[Stored entries]
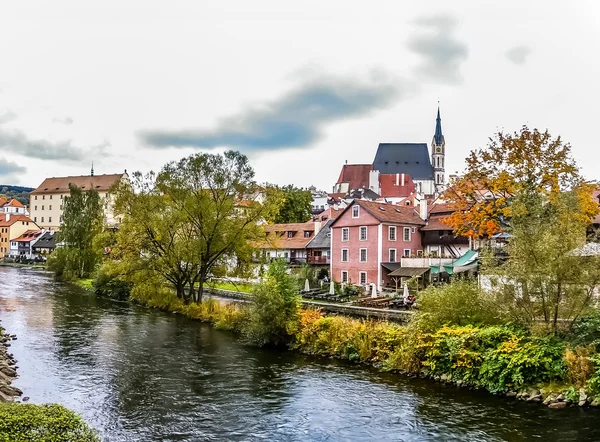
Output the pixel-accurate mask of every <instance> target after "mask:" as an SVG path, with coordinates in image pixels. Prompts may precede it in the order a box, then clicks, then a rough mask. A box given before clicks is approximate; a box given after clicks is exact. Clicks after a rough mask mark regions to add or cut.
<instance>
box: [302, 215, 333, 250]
mask: <svg viewBox="0 0 600 442" xmlns="http://www.w3.org/2000/svg"><path fill="white" fill-rule="evenodd" d="M333 221H334V220H333V219H330V220H328V221H327V222H326V223H325V225H324V226H323V227H321V230H319V231H318V232H317V234H316V235H315V237H314V238H313V239H311V240H310V241H309V242H308V244H306V248H307V249H328V248H329V247H331V235H330V234H329V232H330V230H329V226H331V224H332V223H333Z"/></svg>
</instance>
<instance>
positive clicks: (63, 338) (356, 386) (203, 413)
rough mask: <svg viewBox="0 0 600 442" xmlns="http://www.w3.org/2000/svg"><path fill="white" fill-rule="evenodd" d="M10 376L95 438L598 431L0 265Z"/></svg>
mask: <svg viewBox="0 0 600 442" xmlns="http://www.w3.org/2000/svg"><path fill="white" fill-rule="evenodd" d="M0 319H2V324H3V326H4V327H5V328H6V329H7V330H8V331H9V332H10V333H15V334H17V335H18V340H16V341H14V342H13V343H12V347H11V350H12V352H13V353H14V355H15V357H16V358H17V360H18V361H19V362H18V364H17V365H18V367H19V369H18V372H19V378H18V379H16V380H15V382H14V385H15V386H17V387H19V388H21V389H22V390H23V391H24V396H29V397H30V398H31V402H34V403H45V402H56V403H60V404H63V405H65V406H66V407H69V408H71V409H73V410H75V411H76V412H78V413H80V414H81V415H82V416H83V417H84V418H85V419H86V421H87V422H89V423H90V424H91V425H92V426H94V427H95V428H97V429H98V431H99V432H100V434H101V436H102V440H104V441H109V442H112V441H144V442H146V441H205V440H206V441H211V440H215V441H216V440H218V441H238V440H239V441H254V440H257V441H258V440H265V441H361V440H369V441H453V440H456V441H496V440H497V441H500V440H507V441H519V440H534V439H540V440H552V441H554V440H579V441H583V440H600V412H599V411H598V410H595V409H580V408H570V409H565V410H549V409H547V408H545V407H541V406H539V405H534V404H527V403H522V402H517V401H508V400H506V399H502V398H496V397H493V396H490V395H487V394H485V393H482V392H473V391H468V390H461V389H458V388H456V387H450V386H444V385H441V384H436V383H433V382H430V381H424V380H414V379H408V378H405V377H403V376H400V375H394V374H389V373H388V374H385V373H379V372H377V371H375V370H372V369H369V368H366V367H362V366H357V365H353V364H349V363H343V362H339V361H332V360H328V359H321V358H310V357H306V356H303V355H298V354H294V353H292V352H286V351H278V350H273V349H257V348H253V347H249V346H246V345H244V344H243V343H241V342H240V341H239V340H238V339H237V338H236V337H235V336H234V335H232V334H230V333H226V332H221V331H218V330H215V329H214V328H212V327H210V326H208V325H206V324H201V323H198V322H194V321H191V320H188V319H186V318H182V317H179V316H176V315H171V314H166V313H162V312H157V311H153V310H149V309H146V308H142V307H139V306H132V305H129V304H126V303H118V302H113V301H111V300H109V299H104V298H98V297H96V296H94V295H92V294H89V293H87V292H84V291H82V290H80V289H78V288H76V287H72V286H68V285H64V284H59V283H56V282H54V281H53V280H52V279H51V278H50V277H49V276H48V275H47V274H46V273H44V272H40V271H36V270H25V269H13V268H6V267H2V268H0Z"/></svg>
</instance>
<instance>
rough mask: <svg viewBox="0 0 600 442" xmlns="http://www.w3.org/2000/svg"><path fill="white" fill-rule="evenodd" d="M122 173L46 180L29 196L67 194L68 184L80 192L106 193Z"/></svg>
mask: <svg viewBox="0 0 600 442" xmlns="http://www.w3.org/2000/svg"><path fill="white" fill-rule="evenodd" d="M123 175H125V174H123V173H115V174H112V175H93V176H91V175H82V176H65V177H53V178H46V179H45V180H44V182H43V183H42V184H40V185H39V186H38V188H37V189H35V190H34V191H33V192H31V195H36V194H41V193H69V183H73V184H75V185H76V186H77V187H79V188H81V189H82V190H90V189H94V190H96V191H98V192H106V191H107V190H108V189H110V187H111V186H112V185H113V184H114V183H115V182H117V181H119V180H120V179H121V178H123Z"/></svg>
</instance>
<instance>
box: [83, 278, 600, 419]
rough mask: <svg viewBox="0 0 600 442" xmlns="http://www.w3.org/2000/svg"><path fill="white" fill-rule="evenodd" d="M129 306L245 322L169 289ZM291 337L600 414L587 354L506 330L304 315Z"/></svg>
mask: <svg viewBox="0 0 600 442" xmlns="http://www.w3.org/2000/svg"><path fill="white" fill-rule="evenodd" d="M85 285H88V284H85ZM131 300H132V301H133V302H136V303H138V304H140V305H144V306H147V307H151V308H155V309H159V310H162V311H166V312H171V313H175V314H180V315H183V316H186V317H189V318H191V319H194V320H199V321H203V322H208V323H211V324H213V325H214V326H215V327H216V328H218V329H222V330H230V331H233V332H236V333H240V332H241V331H242V329H243V327H244V324H245V323H246V321H248V317H249V306H248V305H247V304H246V305H244V304H234V303H221V302H218V301H216V300H214V299H210V298H209V299H206V300H204V301H203V302H202V303H200V304H188V305H186V304H184V303H183V301H182V300H180V299H178V298H177V297H176V296H175V294H174V293H173V292H172V291H171V290H169V289H166V288H158V287H154V288H153V289H152V291H151V292H148V290H145V291H143V292H140V291H137V292H136V290H134V291H133V292H132V296H131ZM289 333H290V336H291V339H290V344H289V348H290V349H292V350H294V351H298V352H300V353H304V354H309V355H318V356H324V357H330V358H337V359H341V360H347V361H351V362H355V363H361V364H366V365H370V366H373V367H376V368H378V369H380V370H382V371H389V372H397V373H401V374H403V375H406V376H409V377H419V378H426V379H430V380H432V381H435V382H441V383H445V384H451V385H455V386H457V387H460V388H468V389H477V390H486V391H488V392H489V393H491V394H494V395H497V396H505V397H506V398H509V399H516V400H522V401H527V402H532V403H539V404H542V405H546V406H548V407H550V408H565V407H568V406H592V407H597V406H600V395H598V394H597V393H596V394H593V393H594V392H593V391H592V389H590V388H589V386H590V385H593V382H592V381H594V382H596V383H597V382H598V380H597V378H599V377H600V370H599V369H598V366H596V365H594V363H593V358H590V357H589V356H590V355H589V354H585V353H581V352H580V351H579V347H578V348H576V349H571V348H569V346H568V345H567V344H566V343H565V342H563V341H560V340H558V339H556V338H554V337H540V336H534V335H531V334H530V333H528V332H527V331H524V330H521V329H518V328H513V327H511V326H502V325H498V326H486V327H476V326H472V325H468V326H444V327H442V328H441V329H438V330H435V331H433V332H425V331H423V330H420V329H419V327H417V326H403V325H399V324H397V323H391V322H387V321H376V320H370V319H368V320H365V319H356V318H351V317H346V316H343V315H327V314H324V313H323V312H322V311H320V310H319V309H303V310H300V312H299V320H298V321H297V323H296V324H295V325H294V326H293V327H292V328H291V329H290V330H289ZM590 377H591V379H590Z"/></svg>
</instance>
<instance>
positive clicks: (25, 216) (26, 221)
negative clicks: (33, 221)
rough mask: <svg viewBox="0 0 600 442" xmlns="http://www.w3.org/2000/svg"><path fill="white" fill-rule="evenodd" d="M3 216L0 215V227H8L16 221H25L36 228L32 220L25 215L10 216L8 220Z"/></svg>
mask: <svg viewBox="0 0 600 442" xmlns="http://www.w3.org/2000/svg"><path fill="white" fill-rule="evenodd" d="M3 215H4V214H2V215H0V227H10V226H12V225H13V224H14V223H16V222H18V221H25V222H28V223H32V224H33V225H34V226H37V224H35V223H34V222H33V220H32V219H31V218H29V217H28V216H26V215H22V214H16V215H15V214H12V215H10V217H8V220H7V219H6V216H3Z"/></svg>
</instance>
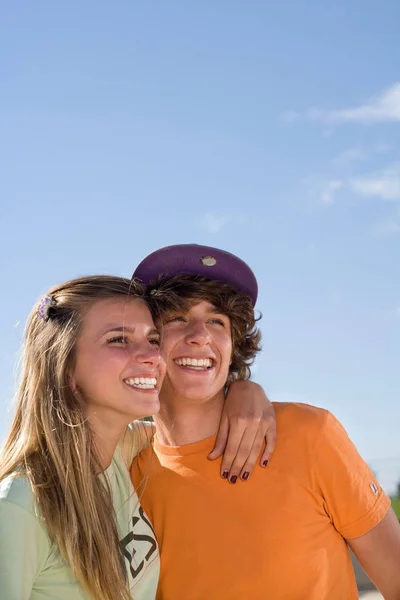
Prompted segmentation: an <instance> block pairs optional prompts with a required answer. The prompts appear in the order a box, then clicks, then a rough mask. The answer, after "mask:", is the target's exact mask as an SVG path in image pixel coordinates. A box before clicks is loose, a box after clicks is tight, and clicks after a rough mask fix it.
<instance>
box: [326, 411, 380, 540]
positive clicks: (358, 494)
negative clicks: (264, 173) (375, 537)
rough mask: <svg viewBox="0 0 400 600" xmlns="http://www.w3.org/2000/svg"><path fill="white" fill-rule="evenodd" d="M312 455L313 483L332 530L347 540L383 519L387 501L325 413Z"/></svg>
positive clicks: (375, 484)
mask: <svg viewBox="0 0 400 600" xmlns="http://www.w3.org/2000/svg"><path fill="white" fill-rule="evenodd" d="M315 452H316V456H315V460H316V463H315V464H316V482H317V485H318V486H319V488H320V492H321V493H322V496H323V498H324V502H325V510H326V512H327V513H328V515H329V516H330V517H331V519H332V522H333V524H334V526H335V528H336V529H337V530H338V531H339V533H340V534H341V535H342V536H343V537H344V538H347V539H351V538H356V537H360V536H361V535H364V534H365V533H367V532H368V531H369V530H370V529H372V528H373V527H375V526H376V525H377V524H378V523H380V521H381V520H382V519H383V517H384V516H385V514H386V513H387V511H388V509H389V507H390V499H389V498H388V496H387V495H386V494H385V492H384V491H383V490H382V488H381V486H380V485H379V483H378V482H377V480H376V478H375V476H374V474H373V473H372V471H371V469H370V468H369V466H368V465H367V464H366V462H365V461H364V460H363V459H362V458H361V456H360V455H359V453H358V451H357V449H356V447H355V445H354V444H353V442H352V441H351V440H350V438H349V436H348V435H347V433H346V431H345V429H344V427H343V426H342V425H341V424H340V423H339V421H338V420H337V419H335V417H334V416H333V415H332V414H331V413H329V412H326V418H325V423H324V426H323V429H322V432H321V437H320V440H319V444H318V445H317V447H316V450H315Z"/></svg>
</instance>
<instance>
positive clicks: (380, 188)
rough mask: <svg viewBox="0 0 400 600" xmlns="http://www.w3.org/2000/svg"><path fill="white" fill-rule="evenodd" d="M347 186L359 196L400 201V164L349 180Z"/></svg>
mask: <svg viewBox="0 0 400 600" xmlns="http://www.w3.org/2000/svg"><path fill="white" fill-rule="evenodd" d="M349 185H350V188H351V189H352V190H353V192H355V193H356V194H359V195H360V196H375V197H377V198H382V199H383V200H400V163H398V164H393V165H390V166H389V167H387V168H386V169H383V170H382V171H379V172H377V173H373V174H371V175H366V176H364V177H357V178H353V179H350V181H349Z"/></svg>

- [Assignment]
Find each line in the data above that contains the word "positive", and copy those lines in full.

- [Response for this exercise]
positive clicks: (63, 338) (356, 386) (203, 413)
positive clicks: (25, 216) (26, 221)
positive clicks: (358, 494)
positive clicks: (375, 484)
positive clicks: (380, 188)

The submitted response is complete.